Bolton asks judge to throw out US suit over damning memoir

President Donald Trump's former National Security Adviser John Bolton asked a judge to throw out a government lawsuit seeking to seize profits from the sale of his tell-all memoir on the grounds that it illegally spills classified information.

The Justice Department is ignoring "core constitutional principles" by seeking to punish the former top Trump administration official "for publishing speech that is embarrassing to the president," Bolton said in the filing late Thursday in federal court in Washington.

The government aims to seize Bolton's $2 million book advance as well as any royalties he receives. "The Room Where It Happened: A White House Memoir," which went on sale June 23 describes Bolton's interactions with Trump during his 17-month stint on the job, portraying the president as reckless, selfish and being more concerned with his reelection than with the nation.

Bolton said he fulfilled his obligations under two non-disclosure agreements by having the book cleared for publication by a senior career government official. The U.S. never gave Bolton the final written clearance he allegedly needed, but Bolton claims the government was dragging its feet to prevent the book from going out.

▶ **Set task 1**
Show every line of the rows below that contains the string "side", matching case exactly.

▶ **Entries provided**

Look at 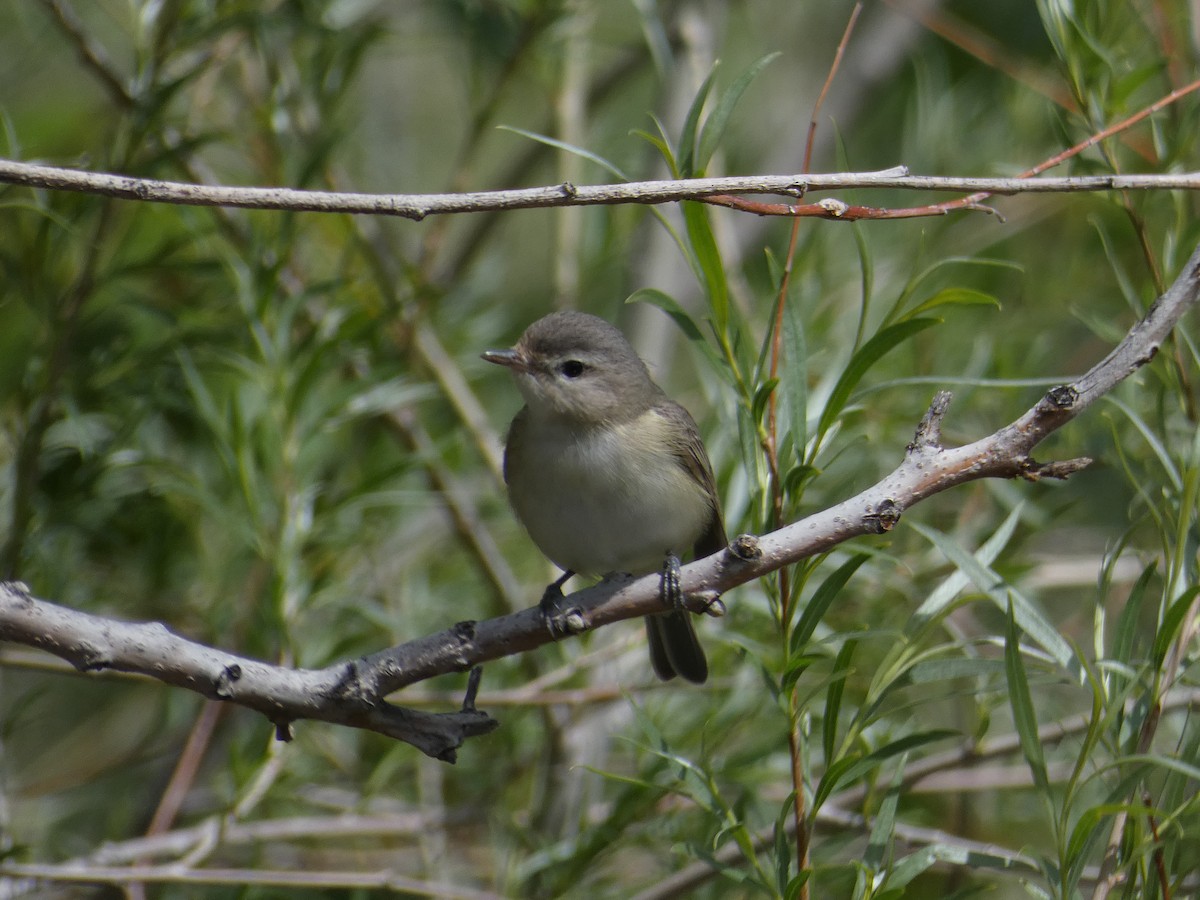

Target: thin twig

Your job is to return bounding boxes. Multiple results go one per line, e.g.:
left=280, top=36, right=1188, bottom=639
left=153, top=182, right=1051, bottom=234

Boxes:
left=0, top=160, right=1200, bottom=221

--

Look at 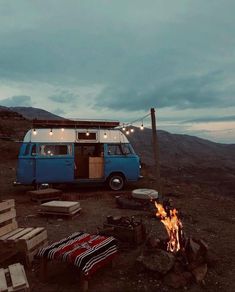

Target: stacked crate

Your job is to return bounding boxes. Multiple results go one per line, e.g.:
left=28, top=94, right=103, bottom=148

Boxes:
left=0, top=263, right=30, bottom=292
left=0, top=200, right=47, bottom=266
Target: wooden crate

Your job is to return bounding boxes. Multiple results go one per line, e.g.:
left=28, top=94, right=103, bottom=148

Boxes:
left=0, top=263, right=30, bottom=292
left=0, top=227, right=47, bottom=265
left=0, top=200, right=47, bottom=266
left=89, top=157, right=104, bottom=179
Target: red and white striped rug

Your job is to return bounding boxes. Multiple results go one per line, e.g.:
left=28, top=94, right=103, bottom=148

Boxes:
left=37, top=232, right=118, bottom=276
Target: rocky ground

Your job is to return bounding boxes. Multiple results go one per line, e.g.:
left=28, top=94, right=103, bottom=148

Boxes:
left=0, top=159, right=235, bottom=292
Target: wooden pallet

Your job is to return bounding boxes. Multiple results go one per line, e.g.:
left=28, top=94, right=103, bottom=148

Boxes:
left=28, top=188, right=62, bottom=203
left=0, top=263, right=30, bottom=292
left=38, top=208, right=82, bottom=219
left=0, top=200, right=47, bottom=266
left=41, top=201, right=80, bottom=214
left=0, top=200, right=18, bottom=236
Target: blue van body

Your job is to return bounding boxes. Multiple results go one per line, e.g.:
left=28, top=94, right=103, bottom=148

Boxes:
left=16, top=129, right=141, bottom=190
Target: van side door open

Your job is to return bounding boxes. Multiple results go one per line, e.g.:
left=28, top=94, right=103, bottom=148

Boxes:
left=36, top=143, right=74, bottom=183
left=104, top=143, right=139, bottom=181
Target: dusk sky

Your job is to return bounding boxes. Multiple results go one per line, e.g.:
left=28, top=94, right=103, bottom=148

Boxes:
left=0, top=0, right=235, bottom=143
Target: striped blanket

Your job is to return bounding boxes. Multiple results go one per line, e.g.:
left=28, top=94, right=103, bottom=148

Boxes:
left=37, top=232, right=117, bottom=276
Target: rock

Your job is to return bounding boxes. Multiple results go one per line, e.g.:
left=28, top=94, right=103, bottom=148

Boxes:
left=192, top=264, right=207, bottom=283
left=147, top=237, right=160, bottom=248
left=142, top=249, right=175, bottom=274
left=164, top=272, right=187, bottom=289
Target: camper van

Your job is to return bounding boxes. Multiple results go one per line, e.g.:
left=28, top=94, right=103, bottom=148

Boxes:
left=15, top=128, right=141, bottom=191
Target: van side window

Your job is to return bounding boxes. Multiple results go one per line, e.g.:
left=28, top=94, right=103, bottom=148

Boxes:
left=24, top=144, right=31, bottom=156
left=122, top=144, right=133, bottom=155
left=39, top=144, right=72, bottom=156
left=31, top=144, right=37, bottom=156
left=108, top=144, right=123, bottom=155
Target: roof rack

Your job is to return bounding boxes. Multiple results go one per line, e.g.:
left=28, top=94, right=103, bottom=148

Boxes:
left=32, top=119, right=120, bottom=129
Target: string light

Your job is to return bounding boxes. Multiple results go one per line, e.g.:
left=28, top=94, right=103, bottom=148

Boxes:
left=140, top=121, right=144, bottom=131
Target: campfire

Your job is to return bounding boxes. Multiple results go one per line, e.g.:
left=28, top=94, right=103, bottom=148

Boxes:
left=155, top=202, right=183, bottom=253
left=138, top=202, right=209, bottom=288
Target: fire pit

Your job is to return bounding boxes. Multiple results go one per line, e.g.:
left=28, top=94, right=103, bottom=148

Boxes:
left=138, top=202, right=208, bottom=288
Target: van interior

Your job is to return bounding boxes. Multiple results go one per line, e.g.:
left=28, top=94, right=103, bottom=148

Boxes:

▶ **Set task 2**
Resume the article above about John Bolton's request to dismiss the government's lawsuit over his memoir, starting after its final sentence.

▶ **Exercise output 1**
Target: van side door open
Target: van side window

▶ **Exercise output 2**
The book's publisher, Simon & Schuster Inc., this week released another damning memoir about Trump written by his niece, Mary Trump, after a failed court fight to stop it that was brought by the president's brother, Robert Trump. That book also condemns the president's behavior and policies. The White House has strongly and repeatedly denied the allegations in both books.

Bolton's filing quotes a U.S. Founding Father, James Madison, discussing freedom of speech and government restrictions on printing in 1800, arguing that punishing political speech after publication would have the same effect as trying to stop the presses. "It would seem a mockery to say, that no law should be passed, preventing publications from being made, but that laws might be passed for punishing them in case they should be made," Madison wrote.

U.S. District Judge Royce Lamberth last month rejected the government's last-ditch attempt to block the publication on national security grounds. But Lamberth slammed Bolton for gambling with national security and going ahead with the book before getting final clearance.

"He has exposed his country to harm and himself to civil (and potentially criminal) liability," the judge wrote. "But these facts do not control the motion before the court. The government has failed."